▶ **TASK**
The lines to retype are the one with "Practice. Annotate every instance of the white ice" and all that follow it to the end of the entries below; copy them exactly and nothing else.

▼

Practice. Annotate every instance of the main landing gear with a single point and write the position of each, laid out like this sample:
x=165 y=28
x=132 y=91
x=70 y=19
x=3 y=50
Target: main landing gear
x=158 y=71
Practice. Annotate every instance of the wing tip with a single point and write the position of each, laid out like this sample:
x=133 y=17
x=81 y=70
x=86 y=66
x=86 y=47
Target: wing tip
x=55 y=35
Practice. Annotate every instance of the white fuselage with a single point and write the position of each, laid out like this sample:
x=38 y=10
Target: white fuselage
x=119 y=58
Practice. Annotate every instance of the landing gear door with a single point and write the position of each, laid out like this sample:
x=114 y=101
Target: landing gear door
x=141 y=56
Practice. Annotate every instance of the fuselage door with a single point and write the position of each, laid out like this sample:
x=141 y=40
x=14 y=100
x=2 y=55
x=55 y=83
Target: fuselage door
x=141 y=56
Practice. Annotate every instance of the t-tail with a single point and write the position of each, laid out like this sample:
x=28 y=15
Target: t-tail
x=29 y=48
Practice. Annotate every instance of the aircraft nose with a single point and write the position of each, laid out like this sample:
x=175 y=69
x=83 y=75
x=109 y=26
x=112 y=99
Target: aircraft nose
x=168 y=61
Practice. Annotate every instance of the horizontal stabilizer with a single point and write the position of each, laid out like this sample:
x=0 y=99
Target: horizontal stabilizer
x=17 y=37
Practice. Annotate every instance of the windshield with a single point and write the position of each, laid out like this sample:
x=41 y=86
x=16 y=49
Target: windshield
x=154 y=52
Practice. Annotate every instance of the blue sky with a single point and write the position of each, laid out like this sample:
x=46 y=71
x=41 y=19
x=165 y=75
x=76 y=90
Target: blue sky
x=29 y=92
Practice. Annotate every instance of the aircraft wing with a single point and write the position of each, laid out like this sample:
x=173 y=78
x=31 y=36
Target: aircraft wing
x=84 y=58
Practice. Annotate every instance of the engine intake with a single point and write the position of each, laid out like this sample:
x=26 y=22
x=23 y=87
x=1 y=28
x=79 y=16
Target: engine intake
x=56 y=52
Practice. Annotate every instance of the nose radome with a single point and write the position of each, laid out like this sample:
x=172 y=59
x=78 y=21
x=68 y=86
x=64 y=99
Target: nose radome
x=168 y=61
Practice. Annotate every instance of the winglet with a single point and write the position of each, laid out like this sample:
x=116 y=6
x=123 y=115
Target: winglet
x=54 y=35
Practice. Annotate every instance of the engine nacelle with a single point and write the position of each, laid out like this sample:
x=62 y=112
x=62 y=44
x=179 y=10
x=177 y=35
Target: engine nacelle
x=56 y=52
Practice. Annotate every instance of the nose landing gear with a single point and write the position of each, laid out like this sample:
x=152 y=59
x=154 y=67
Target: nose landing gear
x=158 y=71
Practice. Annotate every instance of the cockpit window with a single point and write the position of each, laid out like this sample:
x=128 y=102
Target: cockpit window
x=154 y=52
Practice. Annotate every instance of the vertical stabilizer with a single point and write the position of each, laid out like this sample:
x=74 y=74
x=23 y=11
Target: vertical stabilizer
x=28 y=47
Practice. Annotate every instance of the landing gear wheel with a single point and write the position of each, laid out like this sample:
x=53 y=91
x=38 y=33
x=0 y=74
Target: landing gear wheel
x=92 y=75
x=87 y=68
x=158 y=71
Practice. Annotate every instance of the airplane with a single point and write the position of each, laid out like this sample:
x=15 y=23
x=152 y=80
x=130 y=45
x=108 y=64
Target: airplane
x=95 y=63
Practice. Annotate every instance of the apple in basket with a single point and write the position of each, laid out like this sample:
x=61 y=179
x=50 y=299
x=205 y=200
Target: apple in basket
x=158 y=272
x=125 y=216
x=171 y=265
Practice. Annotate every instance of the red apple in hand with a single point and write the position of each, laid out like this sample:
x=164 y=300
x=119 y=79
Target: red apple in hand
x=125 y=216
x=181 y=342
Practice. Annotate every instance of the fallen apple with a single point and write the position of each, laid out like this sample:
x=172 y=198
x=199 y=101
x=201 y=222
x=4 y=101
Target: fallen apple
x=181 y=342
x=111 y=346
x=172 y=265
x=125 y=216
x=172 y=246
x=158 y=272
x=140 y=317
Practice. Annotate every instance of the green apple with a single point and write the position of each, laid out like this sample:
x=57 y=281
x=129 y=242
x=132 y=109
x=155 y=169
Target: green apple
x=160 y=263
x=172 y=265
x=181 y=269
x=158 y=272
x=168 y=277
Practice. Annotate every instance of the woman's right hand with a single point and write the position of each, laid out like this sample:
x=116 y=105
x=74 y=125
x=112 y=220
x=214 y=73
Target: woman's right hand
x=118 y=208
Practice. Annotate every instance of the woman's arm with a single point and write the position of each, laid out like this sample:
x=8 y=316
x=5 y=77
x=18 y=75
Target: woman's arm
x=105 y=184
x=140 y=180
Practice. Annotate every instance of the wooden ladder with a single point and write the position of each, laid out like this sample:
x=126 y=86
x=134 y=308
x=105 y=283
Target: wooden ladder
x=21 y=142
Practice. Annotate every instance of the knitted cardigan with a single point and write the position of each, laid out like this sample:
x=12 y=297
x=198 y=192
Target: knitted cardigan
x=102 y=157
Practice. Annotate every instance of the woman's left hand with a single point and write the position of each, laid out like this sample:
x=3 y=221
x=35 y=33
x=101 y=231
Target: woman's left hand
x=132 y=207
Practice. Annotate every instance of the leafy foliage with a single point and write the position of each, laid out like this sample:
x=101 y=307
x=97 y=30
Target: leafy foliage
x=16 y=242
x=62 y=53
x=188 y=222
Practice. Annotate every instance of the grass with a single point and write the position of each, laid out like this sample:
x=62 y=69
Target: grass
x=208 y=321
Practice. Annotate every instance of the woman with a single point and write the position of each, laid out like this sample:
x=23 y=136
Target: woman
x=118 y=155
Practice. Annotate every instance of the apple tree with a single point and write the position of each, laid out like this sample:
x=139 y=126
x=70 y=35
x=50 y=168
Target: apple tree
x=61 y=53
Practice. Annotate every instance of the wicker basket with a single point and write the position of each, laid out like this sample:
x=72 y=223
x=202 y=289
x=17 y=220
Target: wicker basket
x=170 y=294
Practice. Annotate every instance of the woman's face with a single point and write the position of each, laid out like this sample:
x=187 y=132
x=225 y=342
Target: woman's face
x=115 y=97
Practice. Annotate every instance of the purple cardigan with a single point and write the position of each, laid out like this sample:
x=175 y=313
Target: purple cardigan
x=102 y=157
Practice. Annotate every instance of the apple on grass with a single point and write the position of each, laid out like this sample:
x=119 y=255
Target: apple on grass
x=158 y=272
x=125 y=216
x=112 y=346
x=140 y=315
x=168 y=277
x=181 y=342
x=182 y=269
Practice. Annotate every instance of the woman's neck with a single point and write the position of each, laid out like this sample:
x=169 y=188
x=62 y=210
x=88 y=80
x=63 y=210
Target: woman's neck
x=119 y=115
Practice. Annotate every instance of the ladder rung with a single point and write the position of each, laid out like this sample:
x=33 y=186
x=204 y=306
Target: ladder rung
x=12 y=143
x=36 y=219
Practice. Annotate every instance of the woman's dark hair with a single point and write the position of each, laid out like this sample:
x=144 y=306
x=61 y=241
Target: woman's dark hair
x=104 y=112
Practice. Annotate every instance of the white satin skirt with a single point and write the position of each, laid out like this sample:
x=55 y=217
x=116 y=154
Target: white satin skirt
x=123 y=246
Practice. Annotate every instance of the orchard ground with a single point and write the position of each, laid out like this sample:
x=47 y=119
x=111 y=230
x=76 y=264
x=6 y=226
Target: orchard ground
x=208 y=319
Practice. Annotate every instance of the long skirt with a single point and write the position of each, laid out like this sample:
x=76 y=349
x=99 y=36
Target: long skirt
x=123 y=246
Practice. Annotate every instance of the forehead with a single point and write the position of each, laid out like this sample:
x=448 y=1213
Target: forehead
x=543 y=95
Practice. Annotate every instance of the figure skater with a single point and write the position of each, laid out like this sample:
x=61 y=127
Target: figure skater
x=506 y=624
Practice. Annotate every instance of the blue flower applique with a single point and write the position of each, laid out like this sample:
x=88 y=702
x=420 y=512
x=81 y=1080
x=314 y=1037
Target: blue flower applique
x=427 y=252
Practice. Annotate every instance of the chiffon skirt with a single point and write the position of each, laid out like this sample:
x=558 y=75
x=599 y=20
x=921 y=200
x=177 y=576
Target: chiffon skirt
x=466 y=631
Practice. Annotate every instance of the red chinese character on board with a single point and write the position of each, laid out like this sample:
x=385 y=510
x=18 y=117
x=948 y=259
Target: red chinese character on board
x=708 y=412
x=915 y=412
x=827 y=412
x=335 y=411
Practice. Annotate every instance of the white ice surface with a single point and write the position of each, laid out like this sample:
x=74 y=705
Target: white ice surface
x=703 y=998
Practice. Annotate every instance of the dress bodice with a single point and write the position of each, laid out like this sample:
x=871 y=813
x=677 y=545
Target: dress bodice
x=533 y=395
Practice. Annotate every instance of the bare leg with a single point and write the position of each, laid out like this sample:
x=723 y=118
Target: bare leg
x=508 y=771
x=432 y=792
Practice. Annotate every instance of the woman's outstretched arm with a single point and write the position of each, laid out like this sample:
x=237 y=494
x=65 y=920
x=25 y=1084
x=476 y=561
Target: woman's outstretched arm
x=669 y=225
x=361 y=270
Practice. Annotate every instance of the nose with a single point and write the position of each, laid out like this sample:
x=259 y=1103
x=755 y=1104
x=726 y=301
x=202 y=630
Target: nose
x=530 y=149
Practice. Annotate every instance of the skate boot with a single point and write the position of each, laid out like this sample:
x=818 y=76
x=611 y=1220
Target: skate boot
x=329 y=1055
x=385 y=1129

▲

▶ **EXPECTED OUTPUT**
Practice. Annotate every instance of the white ice surface with a single point and write the position of each, laid out like this sample:
x=74 y=705
Target: white ice surface
x=703 y=998
Practice. Annotate every instance of the dress bodice with a single point and write the position of each, laid out like this sample:
x=871 y=813
x=677 y=545
Target: dress bodice
x=533 y=395
Practice. Annotate every instance of the bare leg with a single point and write the position of each, laid out like this sample:
x=723 y=118
Target: bare leg
x=508 y=771
x=432 y=792
Practice. Annotate every instance of the woman's outstretched arm with a single point and write the position of each, laid out like this sample:
x=237 y=494
x=65 y=920
x=25 y=1084
x=476 y=561
Target: woman's outstretched arm
x=669 y=225
x=361 y=270
Practice. Annotate every instance of the nose with a single point and write the position of each, laid out like this sample:
x=259 y=1103
x=755 y=1104
x=726 y=301
x=202 y=630
Target: nose
x=530 y=149
Practice. Annotate every instance of the skate boot with a single point and write the position of each, laid out like this sample:
x=818 y=76
x=611 y=1220
Target: skate boot
x=329 y=1055
x=385 y=1129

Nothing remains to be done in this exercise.